» **GOAL**: Recast the entries, from their first line through the line containing "Provide the mask of every instance of the microphone", as a JSON list of strings with one string per line, omitting blank lines.

» **INFORMATION PROVIDED**:
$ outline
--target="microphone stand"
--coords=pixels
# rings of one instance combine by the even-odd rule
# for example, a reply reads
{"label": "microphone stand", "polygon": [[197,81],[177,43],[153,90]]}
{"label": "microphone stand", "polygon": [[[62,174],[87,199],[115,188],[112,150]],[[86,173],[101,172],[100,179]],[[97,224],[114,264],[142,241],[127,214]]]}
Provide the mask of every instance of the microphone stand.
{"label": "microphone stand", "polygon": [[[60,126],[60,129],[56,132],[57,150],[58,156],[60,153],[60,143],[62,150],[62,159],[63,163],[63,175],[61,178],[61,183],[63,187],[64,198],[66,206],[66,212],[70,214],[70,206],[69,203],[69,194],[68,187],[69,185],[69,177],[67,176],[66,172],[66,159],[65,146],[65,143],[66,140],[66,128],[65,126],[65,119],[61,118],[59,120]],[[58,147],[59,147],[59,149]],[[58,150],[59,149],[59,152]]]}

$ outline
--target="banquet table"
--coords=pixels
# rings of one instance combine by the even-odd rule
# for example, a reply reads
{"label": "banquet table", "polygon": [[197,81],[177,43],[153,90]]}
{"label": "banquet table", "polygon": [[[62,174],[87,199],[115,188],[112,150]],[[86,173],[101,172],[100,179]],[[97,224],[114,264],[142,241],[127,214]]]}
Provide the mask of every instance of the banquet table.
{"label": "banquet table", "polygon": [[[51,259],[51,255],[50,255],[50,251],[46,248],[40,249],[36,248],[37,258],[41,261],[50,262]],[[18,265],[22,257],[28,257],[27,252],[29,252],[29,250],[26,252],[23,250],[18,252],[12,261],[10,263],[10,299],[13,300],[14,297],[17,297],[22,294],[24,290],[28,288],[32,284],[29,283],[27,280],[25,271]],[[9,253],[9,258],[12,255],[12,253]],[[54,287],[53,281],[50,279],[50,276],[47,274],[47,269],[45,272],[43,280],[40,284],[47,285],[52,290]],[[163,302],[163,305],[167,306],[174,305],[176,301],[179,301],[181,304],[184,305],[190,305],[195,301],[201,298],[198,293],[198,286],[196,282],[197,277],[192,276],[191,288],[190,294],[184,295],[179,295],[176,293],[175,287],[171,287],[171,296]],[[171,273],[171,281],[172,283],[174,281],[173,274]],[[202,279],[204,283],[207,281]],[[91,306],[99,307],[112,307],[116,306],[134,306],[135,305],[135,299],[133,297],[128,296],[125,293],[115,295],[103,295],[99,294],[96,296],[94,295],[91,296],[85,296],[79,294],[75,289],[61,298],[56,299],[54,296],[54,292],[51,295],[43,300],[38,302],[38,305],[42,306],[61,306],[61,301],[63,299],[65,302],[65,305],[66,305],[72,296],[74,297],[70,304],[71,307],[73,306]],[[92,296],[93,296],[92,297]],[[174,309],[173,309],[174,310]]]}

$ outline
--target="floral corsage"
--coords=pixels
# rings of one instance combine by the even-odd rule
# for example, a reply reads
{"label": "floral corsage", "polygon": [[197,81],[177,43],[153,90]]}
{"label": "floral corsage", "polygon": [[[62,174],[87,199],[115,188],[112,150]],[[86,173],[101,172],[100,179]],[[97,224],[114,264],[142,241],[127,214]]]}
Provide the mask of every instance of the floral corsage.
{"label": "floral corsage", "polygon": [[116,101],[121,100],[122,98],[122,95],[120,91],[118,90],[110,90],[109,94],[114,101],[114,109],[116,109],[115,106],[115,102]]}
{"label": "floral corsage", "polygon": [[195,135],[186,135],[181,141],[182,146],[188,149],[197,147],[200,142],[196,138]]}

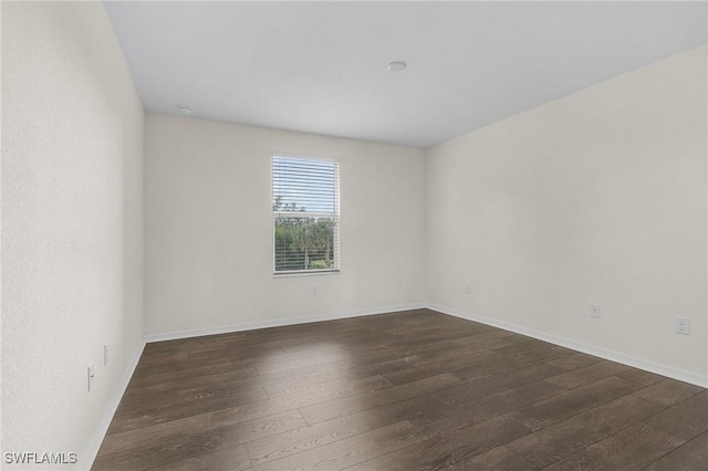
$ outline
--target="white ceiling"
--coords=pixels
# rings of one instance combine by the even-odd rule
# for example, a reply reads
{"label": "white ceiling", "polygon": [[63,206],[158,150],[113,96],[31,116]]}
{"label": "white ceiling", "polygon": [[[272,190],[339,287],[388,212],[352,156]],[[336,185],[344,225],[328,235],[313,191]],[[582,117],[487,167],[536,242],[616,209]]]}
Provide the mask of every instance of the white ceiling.
{"label": "white ceiling", "polygon": [[[706,2],[106,2],[146,109],[427,148],[707,42]],[[391,61],[404,72],[388,72]]]}

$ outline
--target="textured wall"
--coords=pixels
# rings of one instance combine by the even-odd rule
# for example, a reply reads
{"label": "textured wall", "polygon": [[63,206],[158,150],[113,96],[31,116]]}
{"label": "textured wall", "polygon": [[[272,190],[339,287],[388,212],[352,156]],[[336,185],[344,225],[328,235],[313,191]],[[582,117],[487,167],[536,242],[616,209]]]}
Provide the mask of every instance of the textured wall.
{"label": "textured wall", "polygon": [[[341,274],[273,278],[273,153],[341,163]],[[424,303],[423,156],[148,113],[147,333]]]}
{"label": "textured wall", "polygon": [[2,67],[2,447],[82,458],[143,335],[144,113],[100,2],[3,2]]}
{"label": "textured wall", "polygon": [[706,87],[701,46],[431,148],[429,301],[706,381]]}

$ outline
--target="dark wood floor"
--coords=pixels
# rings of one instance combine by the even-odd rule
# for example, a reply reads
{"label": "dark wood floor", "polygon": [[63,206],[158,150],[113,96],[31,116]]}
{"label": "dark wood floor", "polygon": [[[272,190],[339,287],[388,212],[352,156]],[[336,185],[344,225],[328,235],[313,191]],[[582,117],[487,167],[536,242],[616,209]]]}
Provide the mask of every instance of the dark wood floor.
{"label": "dark wood floor", "polygon": [[95,470],[708,470],[708,391],[427,310],[148,344]]}

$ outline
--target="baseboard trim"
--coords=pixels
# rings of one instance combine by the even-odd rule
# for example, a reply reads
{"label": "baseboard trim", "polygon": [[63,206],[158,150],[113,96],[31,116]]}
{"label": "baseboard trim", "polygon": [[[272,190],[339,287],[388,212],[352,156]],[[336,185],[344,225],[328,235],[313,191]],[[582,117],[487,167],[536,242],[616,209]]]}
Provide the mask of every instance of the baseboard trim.
{"label": "baseboard trim", "polygon": [[582,342],[573,341],[571,338],[561,337],[558,335],[546,334],[541,331],[522,327],[516,324],[506,323],[490,317],[454,310],[436,304],[429,304],[427,306],[431,311],[437,311],[442,314],[452,315],[455,317],[465,318],[468,321],[479,322],[481,324],[491,325],[492,327],[503,328],[504,331],[514,332],[517,334],[527,335],[529,337],[538,338],[539,341],[549,342],[565,348],[571,348],[576,352],[581,352],[587,355],[597,356],[600,358],[608,359],[611,362],[621,363],[623,365],[632,366],[634,368],[644,369],[646,371],[656,373],[657,375],[666,376],[677,379],[679,381],[690,383],[691,385],[708,388],[708,377],[696,375],[690,371],[684,371],[666,365],[656,364],[654,362],[647,362],[642,358],[636,358],[631,355],[622,354],[618,352],[598,348],[593,345],[589,345]]}
{"label": "baseboard trim", "polygon": [[176,341],[179,338],[201,337],[205,335],[229,334],[232,332],[254,331],[257,328],[283,327],[288,325],[309,324],[312,322],[336,321],[341,318],[362,317],[367,315],[386,314],[386,313],[400,312],[400,311],[420,310],[425,307],[426,305],[421,303],[420,304],[398,304],[394,306],[376,307],[371,310],[345,311],[345,312],[322,314],[322,315],[309,316],[309,317],[290,317],[284,320],[232,324],[232,325],[225,325],[225,326],[211,327],[211,328],[175,331],[175,332],[167,332],[164,334],[149,334],[149,335],[145,335],[144,341],[145,343],[149,344],[154,342]]}
{"label": "baseboard trim", "polygon": [[91,440],[86,444],[84,452],[79,457],[79,462],[76,463],[77,470],[91,470],[93,462],[98,454],[98,449],[101,448],[101,443],[103,443],[103,439],[108,431],[108,427],[111,426],[111,421],[113,420],[113,416],[121,404],[121,399],[123,399],[123,395],[128,387],[128,383],[131,383],[131,378],[133,377],[133,373],[135,373],[135,368],[137,367],[137,363],[140,359],[140,355],[143,355],[143,349],[145,348],[145,341],[140,339],[133,357],[131,357],[128,364],[123,371],[123,376],[118,380],[118,385],[115,389],[115,393],[111,397],[111,400],[106,405],[106,408],[101,417],[101,421],[98,426],[94,430],[91,436]]}

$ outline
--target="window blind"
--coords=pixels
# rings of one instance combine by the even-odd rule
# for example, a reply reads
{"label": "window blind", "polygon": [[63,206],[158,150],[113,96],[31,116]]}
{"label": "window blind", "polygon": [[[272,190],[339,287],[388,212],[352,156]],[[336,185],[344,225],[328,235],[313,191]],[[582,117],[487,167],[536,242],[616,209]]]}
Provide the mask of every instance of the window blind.
{"label": "window blind", "polygon": [[339,164],[274,156],[275,273],[340,268]]}

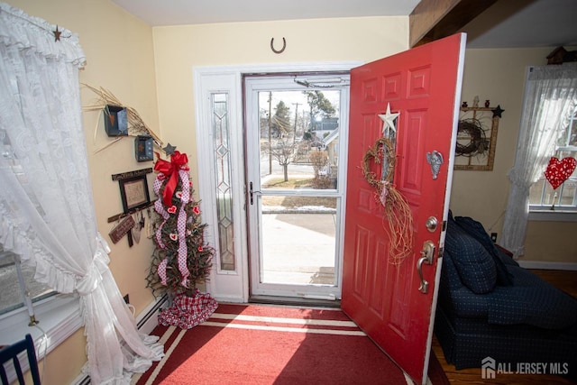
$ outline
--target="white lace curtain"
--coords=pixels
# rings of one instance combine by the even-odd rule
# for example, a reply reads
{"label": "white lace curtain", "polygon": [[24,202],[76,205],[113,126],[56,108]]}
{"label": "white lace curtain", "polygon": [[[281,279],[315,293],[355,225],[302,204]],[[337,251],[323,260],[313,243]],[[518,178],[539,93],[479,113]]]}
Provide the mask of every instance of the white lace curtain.
{"label": "white lace curtain", "polygon": [[525,254],[529,189],[543,176],[554,152],[557,128],[574,109],[575,100],[577,63],[531,69],[525,88],[515,165],[508,172],[511,188],[501,238],[501,244],[515,258]]}
{"label": "white lace curtain", "polygon": [[[98,234],[82,127],[78,37],[0,3],[0,243],[35,280],[78,292],[92,383],[128,383],[163,355],[140,335]],[[125,344],[123,344],[124,341]]]}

» **CORRECT RESPONSE**:
[
  "$ outline",
  "--target=\"microphone stand\"",
  "--coords=pixels",
  "# rings of one instance combine by the even-odd rule",
  "# for example, a reply reads",
  "{\"label\": \"microphone stand\", \"polygon\": [[197,81],[177,43],[153,90]]}",
  "{\"label\": \"microphone stand\", \"polygon\": [[[62,174],[87,199],[115,188],[112,150]],[[86,173],[101,172],[100,179]],[[97,224],[114,264],[142,241],[127,214]]]}",
  "Provide the mask of every instance of the microphone stand."
]